#### WHAT YOU NEED TO DO:
1) In the article on retailers' credit facilities, restate the paragraph beginning "The compensation of independent board members" in a single shorter sentence that keeps its main facts.
2) Pick up the article on retailers' credit facilities after its final sentence and continue it.

#### SOURCE PASSAGE:
##############################

Nordstrom, Sally Beauty and Shoe Carnival renegotiate credit facilities
Following temporary store closures, furloughs and cost management measures, a number of U.S.-based fashion and beauty retailers are now renegotiating their credit facilities in order to ensure continued liquidity during the Covid-19 crisis. On Thursday, announcements to this effect were made by Columbia, Nordstrom, Sally Beauty and Shoe Carnival.
Columbia Sportswear Company, the Portland, Oregon-based owner of the Columbia, Mountain Hardwear, Sorel and PrAna brands, has amended its domestic credit agreement to secure a committed $125 million revolving A loan through August 1, 2023 and a new committed $400 million revolving B loan through April 13, 2021.
Columbia has drawn $325 million under its domestic credit agreement since the end of March.
On Thursday, the company also announced a range of cost containment measures, including the suspension of its quarterly dividend and share repurchases, and the reduction of CEO Tim Boyle’s annual salary to $10,000.
The compensation of independent board members has also been cut by 50%, while employees at and above the director level have seen their salaries reduced by between 5% and 15%. U.S. retail staff have been transferred to a partial furlough program through May 1, 2020.
On Thursday, the department store operator announced that it has amended its $800 million revolving line of credit and closed its 8.75% secured debt offering of $600 million.

##############################

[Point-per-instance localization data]

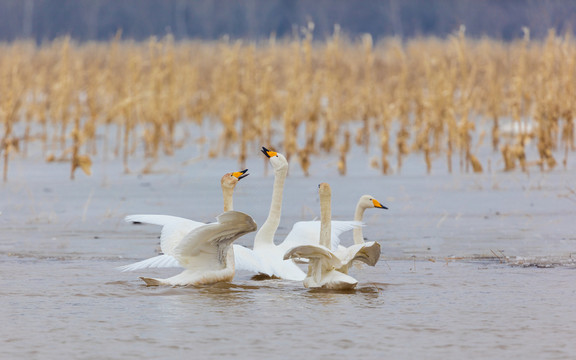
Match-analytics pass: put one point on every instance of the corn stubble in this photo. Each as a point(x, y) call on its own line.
point(435, 97)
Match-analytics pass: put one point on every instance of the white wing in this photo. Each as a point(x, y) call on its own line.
point(368, 253)
point(314, 253)
point(160, 261)
point(174, 228)
point(308, 233)
point(206, 247)
point(247, 259)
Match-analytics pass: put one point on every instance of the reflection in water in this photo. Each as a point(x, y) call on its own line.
point(439, 310)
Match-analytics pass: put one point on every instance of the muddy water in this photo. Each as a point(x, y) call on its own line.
point(80, 308)
point(478, 266)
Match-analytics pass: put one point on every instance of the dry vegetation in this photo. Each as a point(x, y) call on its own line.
point(423, 96)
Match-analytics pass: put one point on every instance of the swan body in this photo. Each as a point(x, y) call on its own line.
point(175, 228)
point(329, 269)
point(266, 253)
point(204, 252)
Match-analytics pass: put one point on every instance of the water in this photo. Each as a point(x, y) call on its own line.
point(55, 308)
point(480, 266)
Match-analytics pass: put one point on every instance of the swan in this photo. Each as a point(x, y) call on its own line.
point(204, 252)
point(365, 202)
point(271, 256)
point(174, 228)
point(329, 269)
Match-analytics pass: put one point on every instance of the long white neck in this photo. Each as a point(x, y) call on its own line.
point(227, 193)
point(358, 215)
point(265, 236)
point(325, 220)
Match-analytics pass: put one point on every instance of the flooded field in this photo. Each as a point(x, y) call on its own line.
point(476, 265)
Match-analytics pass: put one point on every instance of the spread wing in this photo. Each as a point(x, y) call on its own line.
point(308, 233)
point(314, 253)
point(206, 246)
point(368, 253)
point(247, 259)
point(160, 261)
point(174, 228)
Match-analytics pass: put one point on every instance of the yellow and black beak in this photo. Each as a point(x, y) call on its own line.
point(240, 174)
point(378, 205)
point(268, 153)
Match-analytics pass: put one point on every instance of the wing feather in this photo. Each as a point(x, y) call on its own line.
point(160, 261)
point(308, 233)
point(174, 228)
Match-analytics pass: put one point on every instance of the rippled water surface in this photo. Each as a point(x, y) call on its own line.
point(473, 266)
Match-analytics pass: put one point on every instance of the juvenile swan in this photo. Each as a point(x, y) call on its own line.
point(329, 269)
point(175, 228)
point(204, 252)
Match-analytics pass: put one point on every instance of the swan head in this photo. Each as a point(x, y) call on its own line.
point(277, 160)
point(369, 202)
point(230, 180)
point(324, 189)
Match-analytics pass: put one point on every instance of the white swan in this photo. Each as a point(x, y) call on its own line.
point(174, 228)
point(365, 202)
point(271, 256)
point(204, 252)
point(329, 269)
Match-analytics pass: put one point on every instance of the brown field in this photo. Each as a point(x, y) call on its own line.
point(425, 96)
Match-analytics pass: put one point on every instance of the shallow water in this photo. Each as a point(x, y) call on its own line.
point(83, 309)
point(475, 265)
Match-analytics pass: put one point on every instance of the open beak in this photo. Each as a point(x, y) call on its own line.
point(378, 205)
point(240, 174)
point(267, 152)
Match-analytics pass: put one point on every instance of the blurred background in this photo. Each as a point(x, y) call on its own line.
point(253, 19)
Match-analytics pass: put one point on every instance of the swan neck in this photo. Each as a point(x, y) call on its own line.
point(325, 220)
point(265, 236)
point(357, 232)
point(227, 193)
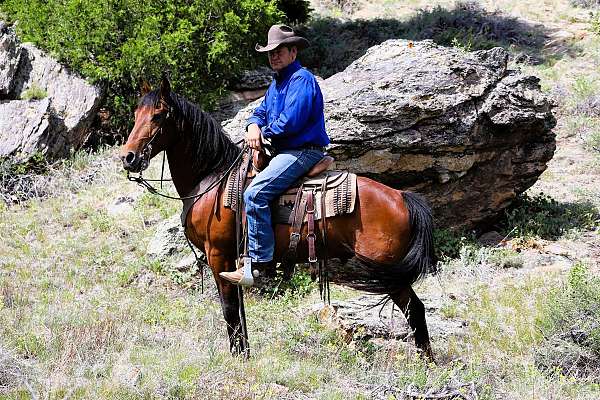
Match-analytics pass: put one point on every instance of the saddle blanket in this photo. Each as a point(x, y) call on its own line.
point(340, 195)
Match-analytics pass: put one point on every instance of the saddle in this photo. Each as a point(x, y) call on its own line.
point(318, 195)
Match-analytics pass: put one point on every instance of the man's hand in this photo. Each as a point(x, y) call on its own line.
point(253, 137)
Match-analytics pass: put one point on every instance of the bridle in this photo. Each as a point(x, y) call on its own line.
point(147, 149)
point(145, 161)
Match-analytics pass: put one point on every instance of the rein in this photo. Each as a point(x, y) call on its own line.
point(145, 183)
point(147, 150)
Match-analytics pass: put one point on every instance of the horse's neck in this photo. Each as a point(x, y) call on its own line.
point(180, 160)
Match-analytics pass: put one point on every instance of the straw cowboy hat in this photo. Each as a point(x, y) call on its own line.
point(282, 34)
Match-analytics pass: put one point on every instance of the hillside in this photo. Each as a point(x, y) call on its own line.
point(86, 314)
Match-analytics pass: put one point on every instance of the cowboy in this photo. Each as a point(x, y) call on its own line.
point(291, 118)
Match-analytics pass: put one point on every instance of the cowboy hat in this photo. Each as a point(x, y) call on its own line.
point(282, 34)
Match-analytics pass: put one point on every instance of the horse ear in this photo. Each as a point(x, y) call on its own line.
point(165, 87)
point(145, 87)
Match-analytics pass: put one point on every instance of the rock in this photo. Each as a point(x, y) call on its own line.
point(72, 101)
point(460, 128)
point(24, 126)
point(490, 239)
point(168, 239)
point(366, 317)
point(10, 55)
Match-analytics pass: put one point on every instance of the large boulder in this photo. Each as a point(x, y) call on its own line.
point(30, 119)
point(461, 128)
point(71, 108)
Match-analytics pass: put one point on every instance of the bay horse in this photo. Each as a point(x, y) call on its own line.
point(383, 246)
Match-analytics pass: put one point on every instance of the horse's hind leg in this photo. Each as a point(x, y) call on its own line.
point(414, 311)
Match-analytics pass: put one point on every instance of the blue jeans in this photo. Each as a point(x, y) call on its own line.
point(283, 170)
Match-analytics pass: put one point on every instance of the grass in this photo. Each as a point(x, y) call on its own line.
point(84, 313)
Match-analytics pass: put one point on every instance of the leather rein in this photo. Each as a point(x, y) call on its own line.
point(145, 161)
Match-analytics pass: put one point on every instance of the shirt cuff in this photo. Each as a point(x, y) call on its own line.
point(265, 133)
point(251, 121)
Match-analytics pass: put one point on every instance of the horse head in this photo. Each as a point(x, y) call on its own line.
point(152, 122)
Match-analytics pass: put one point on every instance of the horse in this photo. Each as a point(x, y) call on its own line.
point(384, 246)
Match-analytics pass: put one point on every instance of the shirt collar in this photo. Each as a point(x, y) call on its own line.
point(287, 71)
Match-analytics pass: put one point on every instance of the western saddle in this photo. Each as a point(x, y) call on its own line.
point(319, 194)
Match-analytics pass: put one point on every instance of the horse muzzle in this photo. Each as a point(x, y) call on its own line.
point(132, 162)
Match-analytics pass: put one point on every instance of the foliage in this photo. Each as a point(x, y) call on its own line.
point(296, 11)
point(34, 93)
point(570, 323)
point(202, 43)
point(595, 22)
point(585, 3)
point(449, 243)
point(335, 43)
point(542, 216)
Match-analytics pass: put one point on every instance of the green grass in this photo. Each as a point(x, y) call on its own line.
point(87, 315)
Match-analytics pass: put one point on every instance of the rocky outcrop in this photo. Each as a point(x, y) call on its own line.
point(461, 128)
point(24, 126)
point(10, 55)
point(68, 101)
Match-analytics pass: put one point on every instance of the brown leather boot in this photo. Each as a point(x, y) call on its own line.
point(234, 277)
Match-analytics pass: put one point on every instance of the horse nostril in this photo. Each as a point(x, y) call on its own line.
point(130, 158)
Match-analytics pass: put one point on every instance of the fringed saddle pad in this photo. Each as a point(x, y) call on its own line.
point(340, 195)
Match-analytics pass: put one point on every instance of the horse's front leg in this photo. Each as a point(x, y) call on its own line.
point(230, 305)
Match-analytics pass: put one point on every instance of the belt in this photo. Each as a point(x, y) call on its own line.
point(309, 147)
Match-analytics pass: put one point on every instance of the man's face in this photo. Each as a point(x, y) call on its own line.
point(281, 57)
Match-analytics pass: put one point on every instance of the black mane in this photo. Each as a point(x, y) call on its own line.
point(210, 147)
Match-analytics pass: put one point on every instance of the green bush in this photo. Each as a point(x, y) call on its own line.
point(296, 11)
point(571, 328)
point(202, 43)
point(34, 93)
point(542, 216)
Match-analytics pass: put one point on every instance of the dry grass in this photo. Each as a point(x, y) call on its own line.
point(85, 314)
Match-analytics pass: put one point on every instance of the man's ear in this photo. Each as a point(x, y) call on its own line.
point(144, 87)
point(165, 87)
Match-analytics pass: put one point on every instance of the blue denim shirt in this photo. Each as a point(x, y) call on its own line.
point(291, 113)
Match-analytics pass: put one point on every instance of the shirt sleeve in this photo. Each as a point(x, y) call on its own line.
point(297, 109)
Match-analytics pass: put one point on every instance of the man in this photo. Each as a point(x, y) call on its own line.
point(291, 117)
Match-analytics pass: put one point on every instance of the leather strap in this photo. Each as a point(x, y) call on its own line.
point(289, 260)
point(310, 236)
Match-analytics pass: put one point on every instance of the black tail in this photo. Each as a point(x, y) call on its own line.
point(420, 258)
point(364, 274)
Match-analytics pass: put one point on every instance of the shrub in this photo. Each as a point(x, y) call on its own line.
point(585, 3)
point(542, 216)
point(335, 43)
point(595, 22)
point(571, 326)
point(34, 93)
point(203, 43)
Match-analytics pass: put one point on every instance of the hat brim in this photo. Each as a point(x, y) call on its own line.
point(298, 41)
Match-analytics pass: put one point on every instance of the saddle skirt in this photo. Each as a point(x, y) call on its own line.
point(339, 195)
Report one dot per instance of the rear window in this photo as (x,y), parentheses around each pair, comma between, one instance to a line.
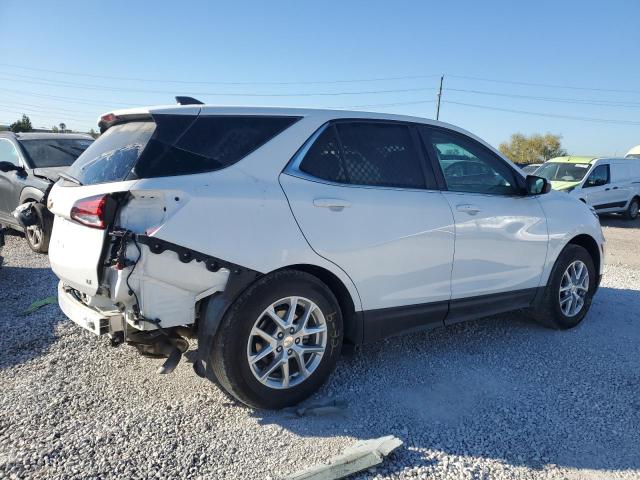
(112,157)
(174,145)
(209,143)
(54,152)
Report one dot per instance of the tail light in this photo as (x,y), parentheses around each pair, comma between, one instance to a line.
(90,211)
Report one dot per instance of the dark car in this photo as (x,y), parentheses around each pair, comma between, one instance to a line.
(30,163)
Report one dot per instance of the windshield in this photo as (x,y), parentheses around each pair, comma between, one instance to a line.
(54,152)
(563,172)
(113,155)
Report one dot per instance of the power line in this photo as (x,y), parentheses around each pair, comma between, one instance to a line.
(70,99)
(41,113)
(578,101)
(545,85)
(396,104)
(552,115)
(204,94)
(203,82)
(13,103)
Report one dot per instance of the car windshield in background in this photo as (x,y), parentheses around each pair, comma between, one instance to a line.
(113,155)
(54,152)
(563,172)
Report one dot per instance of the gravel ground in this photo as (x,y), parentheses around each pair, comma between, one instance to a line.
(497,398)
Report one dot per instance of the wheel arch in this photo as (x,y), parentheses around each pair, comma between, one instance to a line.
(352,319)
(30,194)
(590,245)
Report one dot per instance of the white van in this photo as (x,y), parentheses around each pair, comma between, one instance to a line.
(609,185)
(634,152)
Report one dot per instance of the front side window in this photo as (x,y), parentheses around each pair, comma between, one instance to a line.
(599,176)
(8,152)
(54,152)
(367,153)
(469,167)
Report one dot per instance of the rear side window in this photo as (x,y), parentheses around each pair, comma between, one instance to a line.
(8,152)
(469,167)
(113,155)
(174,145)
(323,160)
(368,153)
(208,143)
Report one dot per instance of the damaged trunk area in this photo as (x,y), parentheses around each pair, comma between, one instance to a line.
(144,291)
(118,275)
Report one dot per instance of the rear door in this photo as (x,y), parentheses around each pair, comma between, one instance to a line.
(366,200)
(500,234)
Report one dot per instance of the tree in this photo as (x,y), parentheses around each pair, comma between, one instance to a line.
(22,125)
(533,149)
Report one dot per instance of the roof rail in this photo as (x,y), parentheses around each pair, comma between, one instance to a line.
(188,101)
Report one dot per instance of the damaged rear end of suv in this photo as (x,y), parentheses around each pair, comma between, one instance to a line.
(152,239)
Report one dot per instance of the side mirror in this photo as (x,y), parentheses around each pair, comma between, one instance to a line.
(9,167)
(537,185)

##############################

#### RESULTS:
1) Independent board members' compensation was cut by 50%, salaries for employees at and above the director level dropped by 5% to 15%, and U.S. retail staff were moved to a partial furlough program through May 1, 2020.

2)
The amendment negotiated by Nordstrom means that the company’s revolving line of credit will now be secured primarily by the retailer’s inventory both at times when its leverage ratio is over 4.0 times and when its credit ratings drop below investment grade.
The Denton, Texas-based beauty retailer has amended its secured asset-based revolving line of credit with Bank of America, JP Morgan and Truist, increasing its borrowing capacity by $120 million.
Part of the increase was achieved through a $100 million boost of Sally Beauty’s revolving line of credit, with the remaining $20 million coming from a FILO term loan facility.
The company’s total borrowing capacity is now $620 million, $395 million of which has been drawn down.
American footwear and accessories retailer Shoe Carnival revealed on Thursday that it has made changes to its credit agreement with Wells Fargo Bank and Fifth Third Bank, exercising its accordion feature to expand the company’s line of credit from $50 million to $100 million.
Shoe Carnival does not yet have any cash borrowings under the facility.